SELECTED PASSAGE:
====================

That shows, by the way, why dramatizations of the books never really work: what makes the passage perfect is not just the dialogue but the last line of narration.

3.

Was Wodehouse innocent? The question isn’t intended in a legal sense, although when Cussen interrogated him, it sank in on Wodehouse that he was under suspicion on what was technically a capital charge. No charges were brought, but nor was there any sympathy from the man who never recognized him. “His name stinks here,” Churchill said, “but he would not be sent to prison…. He can live secluded in some place or go to hell as soon as there is a vacant passage.” The Labour government that took office in 1945 was no improvement, with the Attorney General Sir Hartley Shawcross (“an Old Alleynian, blast him!” Wodehouse exclaimed about this other Dulwich alumnus) refusing to say that Wodehouse was safe from prosecution. In fact, Cussen had cleared Wodehouse of any charge worse than stupidity, but the malevolent authorities did not release this for decades.

In his 1961 “Reparation” for Connor’s vulgar diatribe, Waugh insisted with defiant perversity that Wodehouse was quite blameless and that there was nothing wrong at all with the wartime broadcasts. To his credit, Wodehouse didn’t say that: “I am not attempting to minimise the blunder, which I realize was inexcusable.” Not that everyone accepted the plea of naive blundering. “I do not want to see Wodehouse shot on Tower Hill,” Harold Nicolson said at the time,

but I resent the theory that “poor old P.G. is so innocent that he is not responsible.” A man who has shown such ingenuity and resource in evading British and American income tax cannot be classed as unpractical.

It was true that Wodehouse hated paying tax, and he and his lawyers devoted a good deal of time to fighting all the way to he highest courts, but even there could be seen his strange if characteristic mixture of qualities—astute and heedless at once. He often chose his advisers badly, placing his American financial affairs at one time in the hands of a man who was incompetent or dishonest or both, and who disastrously failed to file any tax returns for several years.

====================

GIVEN DATA:
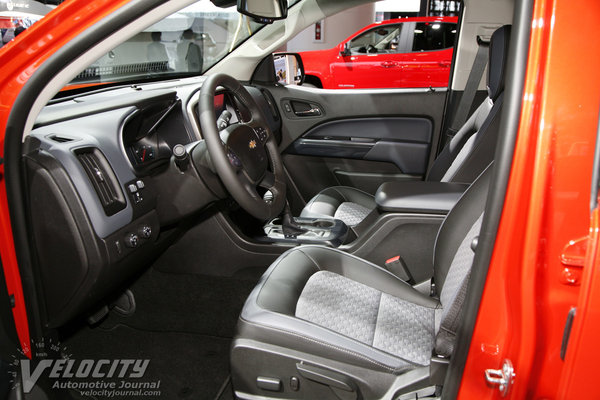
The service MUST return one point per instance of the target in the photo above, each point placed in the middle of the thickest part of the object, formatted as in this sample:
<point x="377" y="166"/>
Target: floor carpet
<point x="183" y="324"/>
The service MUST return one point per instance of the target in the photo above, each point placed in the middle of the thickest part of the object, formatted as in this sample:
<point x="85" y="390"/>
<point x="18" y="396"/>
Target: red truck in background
<point x="407" y="52"/>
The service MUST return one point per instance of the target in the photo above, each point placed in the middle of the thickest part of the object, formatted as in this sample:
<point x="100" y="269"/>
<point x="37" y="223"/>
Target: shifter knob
<point x="181" y="156"/>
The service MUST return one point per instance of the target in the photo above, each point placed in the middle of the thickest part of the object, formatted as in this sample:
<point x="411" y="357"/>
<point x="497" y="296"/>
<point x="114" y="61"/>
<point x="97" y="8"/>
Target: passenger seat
<point x="462" y="160"/>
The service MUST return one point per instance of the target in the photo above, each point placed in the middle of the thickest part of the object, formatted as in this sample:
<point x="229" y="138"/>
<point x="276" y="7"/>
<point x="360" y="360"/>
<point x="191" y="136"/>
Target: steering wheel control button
<point x="233" y="159"/>
<point x="145" y="232"/>
<point x="132" y="240"/>
<point x="262" y="134"/>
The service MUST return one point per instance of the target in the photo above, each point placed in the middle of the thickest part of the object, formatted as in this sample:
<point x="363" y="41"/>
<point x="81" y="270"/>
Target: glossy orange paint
<point x="525" y="301"/>
<point x="19" y="60"/>
<point x="580" y="373"/>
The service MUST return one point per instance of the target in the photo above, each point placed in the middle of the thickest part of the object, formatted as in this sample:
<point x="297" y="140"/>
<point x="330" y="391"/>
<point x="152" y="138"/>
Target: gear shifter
<point x="289" y="227"/>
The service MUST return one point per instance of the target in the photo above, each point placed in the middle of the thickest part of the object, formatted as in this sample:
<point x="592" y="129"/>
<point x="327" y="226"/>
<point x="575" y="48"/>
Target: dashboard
<point x="105" y="192"/>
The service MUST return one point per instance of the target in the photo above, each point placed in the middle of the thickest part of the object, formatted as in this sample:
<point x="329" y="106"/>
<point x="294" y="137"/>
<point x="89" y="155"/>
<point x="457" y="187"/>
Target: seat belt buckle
<point x="398" y="267"/>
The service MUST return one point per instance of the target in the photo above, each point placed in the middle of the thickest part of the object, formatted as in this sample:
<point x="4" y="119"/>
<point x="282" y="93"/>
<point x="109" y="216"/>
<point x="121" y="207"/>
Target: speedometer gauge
<point x="143" y="153"/>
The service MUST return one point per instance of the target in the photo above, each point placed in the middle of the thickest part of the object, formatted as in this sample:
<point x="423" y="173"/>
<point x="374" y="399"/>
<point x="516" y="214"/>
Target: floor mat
<point x="183" y="324"/>
<point x="187" y="366"/>
<point x="186" y="303"/>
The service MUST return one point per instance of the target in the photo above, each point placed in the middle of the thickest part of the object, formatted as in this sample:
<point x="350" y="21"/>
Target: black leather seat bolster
<point x="415" y="197"/>
<point x="268" y="314"/>
<point x="328" y="200"/>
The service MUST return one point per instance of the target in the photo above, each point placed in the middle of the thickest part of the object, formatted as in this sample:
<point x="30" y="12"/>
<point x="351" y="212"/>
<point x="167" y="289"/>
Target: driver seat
<point x="322" y="323"/>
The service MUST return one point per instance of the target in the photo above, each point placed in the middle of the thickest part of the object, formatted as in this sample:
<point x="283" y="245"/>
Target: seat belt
<point x="466" y="101"/>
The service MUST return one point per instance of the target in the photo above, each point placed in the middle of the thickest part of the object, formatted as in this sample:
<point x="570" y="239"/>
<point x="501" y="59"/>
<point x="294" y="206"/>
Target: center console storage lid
<point x="419" y="197"/>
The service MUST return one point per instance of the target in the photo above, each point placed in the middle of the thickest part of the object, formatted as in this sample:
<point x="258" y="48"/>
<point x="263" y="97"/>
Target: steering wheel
<point x="244" y="154"/>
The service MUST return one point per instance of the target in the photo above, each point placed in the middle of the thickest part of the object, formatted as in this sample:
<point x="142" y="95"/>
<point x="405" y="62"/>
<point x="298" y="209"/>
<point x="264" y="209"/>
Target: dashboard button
<point x="145" y="232"/>
<point x="132" y="240"/>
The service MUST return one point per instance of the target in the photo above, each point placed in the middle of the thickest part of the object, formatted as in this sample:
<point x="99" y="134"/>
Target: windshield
<point x="185" y="43"/>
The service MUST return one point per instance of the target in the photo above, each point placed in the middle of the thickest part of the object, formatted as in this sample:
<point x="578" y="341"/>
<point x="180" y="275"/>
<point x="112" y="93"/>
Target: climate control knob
<point x="132" y="240"/>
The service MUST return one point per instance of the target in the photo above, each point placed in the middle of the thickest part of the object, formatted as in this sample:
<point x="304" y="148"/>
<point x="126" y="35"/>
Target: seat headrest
<point x="498" y="54"/>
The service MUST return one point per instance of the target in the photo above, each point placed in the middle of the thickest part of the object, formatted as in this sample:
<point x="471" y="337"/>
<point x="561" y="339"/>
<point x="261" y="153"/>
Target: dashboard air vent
<point x="61" y="139"/>
<point x="103" y="179"/>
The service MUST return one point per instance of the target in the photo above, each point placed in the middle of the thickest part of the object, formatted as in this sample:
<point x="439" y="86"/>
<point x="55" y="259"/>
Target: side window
<point x="430" y="36"/>
<point x="382" y="39"/>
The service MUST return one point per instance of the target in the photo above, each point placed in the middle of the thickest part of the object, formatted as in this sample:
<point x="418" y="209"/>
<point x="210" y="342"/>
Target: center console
<point x="330" y="232"/>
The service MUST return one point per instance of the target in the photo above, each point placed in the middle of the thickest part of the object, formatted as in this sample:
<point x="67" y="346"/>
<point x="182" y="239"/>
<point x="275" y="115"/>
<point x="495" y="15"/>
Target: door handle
<point x="389" y="64"/>
<point x="313" y="112"/>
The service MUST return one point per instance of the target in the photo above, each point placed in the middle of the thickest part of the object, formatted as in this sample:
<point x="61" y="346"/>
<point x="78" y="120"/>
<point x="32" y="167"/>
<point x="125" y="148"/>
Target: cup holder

====================

COMPLETE THE FOLLOWING:
a - Which lines of the records contain the string "belt"? Pick out each of them and copy it.
b - Can you carry on the Wodehouse text from the point where it stops?
The Wodehouse text and the records are unrelated material.

EXPECTED OUTPUTS:
a -
Target: seat belt buckle
Target: seat belt

b -
And then there is his innocence in another sense: the complete sexlessness of his books was notable even within the conventions of his time, with not a hint of carnality. Sex jokes in some form or other have after all been a staple of Western comedy at least since Aristophanes wrote Lysistrata, and the total absence of any such joke was, as Orwell observed, a huge deprivation for a comic writer. Waugh dismissed this: “Mr. Wodehouse must know as well as anyone else what are the amorous adventures of young, rich bachelors in London.” The courtly love of the young men of the Drones Club is part of the books’ utter artificiality, Waugh said, just as their language was “never heard on human lips. It is all part of Mr. Wodehouse’s invention, or rather inspiration.”

Plainly, someone who spent part of his life on Broadway and in Hollywood could not be ignorant of the vagaries of lust, but in his later years Wodehouse was disgusted by the indecency of contemporary fiction. Then again, a man who found Nancy Mitford’s novels “dirty” was truly shockable, and there is something not merely underdeveloped but almost emotionally autistic about him. The editor deals with any personal speculation nicely by reminding us of the moment in Thank You, Jeeves when Bertie says that “The attitude of fellows towards finding girls in their bedroom shortly after midnight varies. Some like it. Some don’t. I didn’t.” As Ratcliffe suggests, Wodehouse himself seems to have come into the same category as Bertie. Indeed, one letter from 1920 confirms that he and Ethel slept in separate bedrooms.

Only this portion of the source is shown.